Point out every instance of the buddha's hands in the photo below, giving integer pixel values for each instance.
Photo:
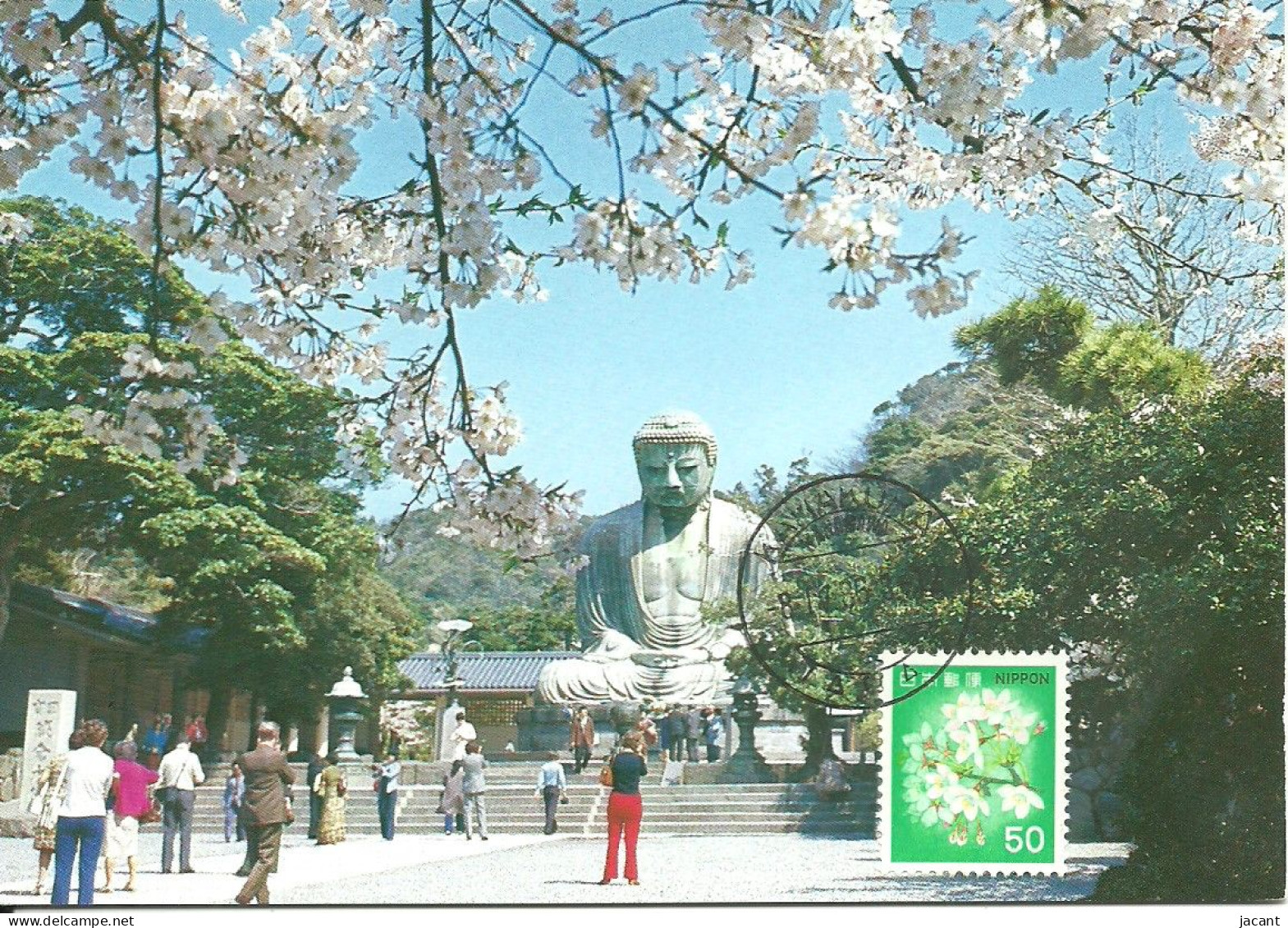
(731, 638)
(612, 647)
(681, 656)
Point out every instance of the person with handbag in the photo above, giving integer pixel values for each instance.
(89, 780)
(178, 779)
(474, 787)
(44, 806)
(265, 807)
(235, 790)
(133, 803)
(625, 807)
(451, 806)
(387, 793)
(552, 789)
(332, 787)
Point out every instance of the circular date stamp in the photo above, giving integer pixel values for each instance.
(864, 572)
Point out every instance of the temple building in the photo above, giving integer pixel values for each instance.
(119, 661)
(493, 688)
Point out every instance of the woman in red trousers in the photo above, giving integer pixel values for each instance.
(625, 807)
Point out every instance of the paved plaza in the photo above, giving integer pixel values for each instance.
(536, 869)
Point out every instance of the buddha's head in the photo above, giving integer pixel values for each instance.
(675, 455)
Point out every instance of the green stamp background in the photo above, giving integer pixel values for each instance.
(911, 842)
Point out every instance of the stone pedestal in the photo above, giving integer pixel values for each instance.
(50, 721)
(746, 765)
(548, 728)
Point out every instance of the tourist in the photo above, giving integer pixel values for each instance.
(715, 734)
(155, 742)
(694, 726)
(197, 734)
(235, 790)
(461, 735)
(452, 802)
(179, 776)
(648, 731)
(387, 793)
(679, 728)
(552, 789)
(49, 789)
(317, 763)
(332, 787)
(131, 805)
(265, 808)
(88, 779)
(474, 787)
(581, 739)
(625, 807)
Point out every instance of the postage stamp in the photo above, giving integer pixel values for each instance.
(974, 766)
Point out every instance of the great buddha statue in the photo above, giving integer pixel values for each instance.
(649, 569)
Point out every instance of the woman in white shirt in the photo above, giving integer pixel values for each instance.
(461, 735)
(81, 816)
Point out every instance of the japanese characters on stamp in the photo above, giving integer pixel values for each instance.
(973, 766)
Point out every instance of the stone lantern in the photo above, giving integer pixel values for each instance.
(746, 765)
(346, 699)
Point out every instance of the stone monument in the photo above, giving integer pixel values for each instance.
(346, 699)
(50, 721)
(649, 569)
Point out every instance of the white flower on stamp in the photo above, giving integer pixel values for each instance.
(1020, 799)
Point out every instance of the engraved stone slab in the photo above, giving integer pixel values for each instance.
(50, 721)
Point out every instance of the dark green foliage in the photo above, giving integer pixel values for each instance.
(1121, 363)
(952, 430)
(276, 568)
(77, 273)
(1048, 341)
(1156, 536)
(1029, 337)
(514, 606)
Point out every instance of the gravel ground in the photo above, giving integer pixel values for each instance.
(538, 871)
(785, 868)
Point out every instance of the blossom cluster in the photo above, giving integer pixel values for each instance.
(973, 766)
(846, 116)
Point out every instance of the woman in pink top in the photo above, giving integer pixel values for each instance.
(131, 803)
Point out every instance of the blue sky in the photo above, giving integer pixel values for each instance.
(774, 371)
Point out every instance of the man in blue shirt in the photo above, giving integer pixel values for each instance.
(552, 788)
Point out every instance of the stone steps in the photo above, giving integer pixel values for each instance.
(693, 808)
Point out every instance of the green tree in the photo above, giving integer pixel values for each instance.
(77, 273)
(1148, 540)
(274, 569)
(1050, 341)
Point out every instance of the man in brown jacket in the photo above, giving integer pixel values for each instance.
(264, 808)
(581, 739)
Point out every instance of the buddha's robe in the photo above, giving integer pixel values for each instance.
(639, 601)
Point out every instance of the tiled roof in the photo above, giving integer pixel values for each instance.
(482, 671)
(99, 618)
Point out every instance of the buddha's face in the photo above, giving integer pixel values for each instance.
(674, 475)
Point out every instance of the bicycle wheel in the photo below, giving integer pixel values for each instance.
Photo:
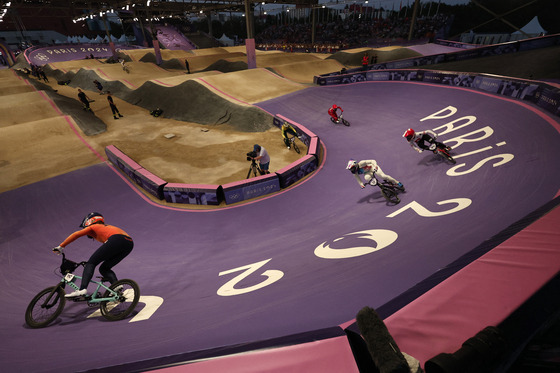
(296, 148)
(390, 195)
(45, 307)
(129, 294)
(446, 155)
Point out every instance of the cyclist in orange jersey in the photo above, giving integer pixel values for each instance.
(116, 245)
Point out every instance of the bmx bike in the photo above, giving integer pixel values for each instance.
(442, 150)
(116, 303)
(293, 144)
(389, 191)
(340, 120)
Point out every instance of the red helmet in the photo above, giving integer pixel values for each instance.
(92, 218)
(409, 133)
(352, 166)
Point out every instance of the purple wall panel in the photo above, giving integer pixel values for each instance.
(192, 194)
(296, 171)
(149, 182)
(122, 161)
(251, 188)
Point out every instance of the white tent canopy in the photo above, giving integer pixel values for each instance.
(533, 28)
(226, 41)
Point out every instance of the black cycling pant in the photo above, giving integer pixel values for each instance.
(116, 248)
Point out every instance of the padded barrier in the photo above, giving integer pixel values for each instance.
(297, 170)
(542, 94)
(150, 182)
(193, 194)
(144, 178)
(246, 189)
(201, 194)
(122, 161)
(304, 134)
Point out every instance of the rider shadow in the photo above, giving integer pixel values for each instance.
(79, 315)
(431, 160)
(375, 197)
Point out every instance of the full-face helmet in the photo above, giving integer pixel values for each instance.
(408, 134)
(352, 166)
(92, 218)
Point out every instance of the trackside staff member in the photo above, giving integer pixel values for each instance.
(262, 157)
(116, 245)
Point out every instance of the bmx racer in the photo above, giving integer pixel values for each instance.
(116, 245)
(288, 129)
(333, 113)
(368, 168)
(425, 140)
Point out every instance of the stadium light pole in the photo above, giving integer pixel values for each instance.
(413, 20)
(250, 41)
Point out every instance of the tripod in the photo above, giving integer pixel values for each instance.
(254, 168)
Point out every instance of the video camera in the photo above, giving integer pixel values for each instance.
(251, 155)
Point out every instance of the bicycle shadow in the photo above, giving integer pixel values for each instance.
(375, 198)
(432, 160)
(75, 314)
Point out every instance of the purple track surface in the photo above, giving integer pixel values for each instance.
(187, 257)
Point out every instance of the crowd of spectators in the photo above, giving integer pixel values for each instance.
□ □ □
__TASK TO CARRY OUT__:
Take the listing above and restate it word for word, without its pictures.

__EXERCISE OUTPUT__:
Point out every instance of the buddha's hands in the photo below, giving integer pixel values for each instance.
Photo:
(731, 638)
(612, 647)
(681, 656)
Point out every instance of the person with handbag in the photo above, giving integer pixel values for each instance.
(89, 780)
(178, 779)
(474, 787)
(44, 806)
(265, 807)
(235, 790)
(133, 803)
(625, 807)
(451, 806)
(387, 793)
(552, 789)
(332, 787)
Point out every instance of the circular date stamp in the photo above, giving integer pixel values for each instance.
(864, 572)
Point out every instance of the temple building in the photo above, giving integer pixel values for each instance.
(119, 661)
(493, 688)
Point out every instance of the woman in red trousers in the photo above, giving integer pixel values for each instance.
(625, 807)
Point out every instance of the paved plaza in the photo above, giving integer pixel values for each instance.
(536, 869)
Point out every instance of the buddha's head in the photo above, giving integer pixel values for each instance.
(675, 455)
Point out every instance of the green stamp background in the photo above, giving integer pixel values for each instance.
(911, 842)
Point out every instance of the stone pedestal in the photo above, giving integer pixel values for each instance.
(50, 721)
(746, 765)
(548, 728)
Point out every instance of the tourist in the photo above, giving integer pixel values for each instance.
(715, 734)
(155, 742)
(694, 726)
(197, 734)
(235, 790)
(461, 735)
(452, 802)
(179, 776)
(648, 731)
(387, 793)
(679, 728)
(552, 789)
(49, 789)
(317, 763)
(332, 787)
(131, 805)
(265, 808)
(88, 779)
(474, 787)
(581, 739)
(625, 807)
Point out every instance of the postage stamp in the photo above, giving integer pixel values for each instance.
(974, 766)
Point out every instance of the great buddha statue in the photo above, giving integer pixel values for each instance.
(649, 569)
Point out every instance of the woman in white shirt in the photo above, giving integer pixel values for each instance.
(461, 735)
(81, 816)
Point out every instance of the japanese characters on stamp in the photo above, giving integer pixel values for each instance.
(973, 766)
Point out every instance of the stone lantern in the photo above, giving integer pixel values for each instance.
(746, 765)
(346, 699)
Point out every instance of the stone monument in the photo above, giving integer pixel values for each instance.
(346, 699)
(50, 721)
(649, 569)
Point out every instance of the white flower on stamp in the photo above, giving integer pixel values for each instance.
(1020, 799)
Point out every instance of the engraved stone slab in the photo above, giving integer pixel values for each instance.
(50, 721)
Point out every instance of the dark green foliage in the photo above, giving integer pixel values for each instance.
(1121, 363)
(952, 430)
(276, 568)
(77, 273)
(1048, 341)
(1156, 536)
(1029, 337)
(514, 606)
Point out every instance of the gravel ground in the photo above, giving integer pixel values for each instance.
(538, 871)
(785, 868)
Point out every instance of the blossom cluster in the photo above, giving integer pixel values for each instance.
(973, 766)
(846, 116)
Point out every instance of the woman in pink top in the photo above, giving integer pixel values for each instance.
(131, 803)
Point out every instance of the blue sky in the photo above, giving integer pixel values for each instance.
(774, 371)
Point out every instance of the man in blue shirt in the photo above, giving integer pixel values for each instance.
(552, 788)
Point out every instance of the stone steps in the photo above, giving integer pixel values for each instance.
(693, 808)
Point out every instance of the green tree in the photo above, giving integer pixel values for each instance.
(77, 273)
(1148, 540)
(274, 569)
(1050, 341)
Point out every instance of the man in brown jacket in the photo above, giving integer pixel values for each instance.
(264, 808)
(581, 739)
Point out every instance of the buddha's robe in the photo above, giving integer pixel values for each instance.
(639, 601)
Point out every instance of the tiled roof in the photo above, giving integer pixel values for each instance.
(482, 671)
(99, 618)
Point out every instance of the buddha's face in the photo above, giving integer pixel values for each instance.
(674, 475)
Point out every instance of the bicycle wheel in the photo below, giving integer pixel values for each instance.
Photo:
(296, 148)
(390, 195)
(45, 307)
(129, 294)
(446, 155)
Point out every instance of the cyclist in orange jersey in the photo above, giving integer pixel values for each instance.
(116, 245)
Point out every instance of the bmx bike in the photo above, giving integer pixel values for each instance.
(442, 150)
(116, 303)
(293, 144)
(389, 191)
(340, 120)
Point out every instance of the red helmet in the photo above, giving integer pixel values for each instance.
(92, 218)
(409, 133)
(352, 166)
Point out every instance of the purple wall panel in the photo above, giving integer pixel values for each instance.
(192, 194)
(296, 171)
(149, 182)
(122, 161)
(251, 188)
Point out every instance of the white tent canopy in the photo above, giving integer pixel values for each instance.
(533, 28)
(226, 41)
Point out every instance of the black cycling pant in the photo above, giving integer pixel values for each instance.
(116, 248)
Point out every instance of the padded barrier in the photo above, giving integer pixel values for each instance.
(297, 170)
(542, 94)
(150, 182)
(193, 194)
(144, 178)
(246, 189)
(201, 194)
(122, 161)
(304, 134)
Point out every instance of the rider shadow in the photo above, giving integer pixel values for each instance.
(79, 315)
(431, 160)
(375, 197)
Point out every instance of the full-face helmet in the photo above, giving integer pixel values for each instance.
(408, 134)
(352, 166)
(92, 218)
Point out every instance of the trackside staff member in the photo above, giving integer pixel values for each instance.
(262, 157)
(116, 245)
Point out every instance of the bmx racer in the photo above, giving integer pixel values for each instance.
(116, 245)
(288, 129)
(333, 113)
(368, 168)
(425, 140)
Point out every instance of the stadium light pole in the photo above, giving integer pixel values for each instance.
(413, 20)
(250, 41)
Point out every instance of the tripod in the photo above, giving integer pixel values for each instance.
(254, 168)
Point out every instance of the video camera in the photo above, giving integer pixel values for each instance.
(251, 155)
Point out every instance of the bicycle shadow in the photo above, giving integer pixel values for each instance.
(375, 198)
(432, 160)
(75, 314)
Point out every instance of the purple track surface in the photo above, giving integer pixel values for each instance.
(187, 257)
Point out every instance of the crowd of spectators in the photo above, giving integer pixel values for each instance.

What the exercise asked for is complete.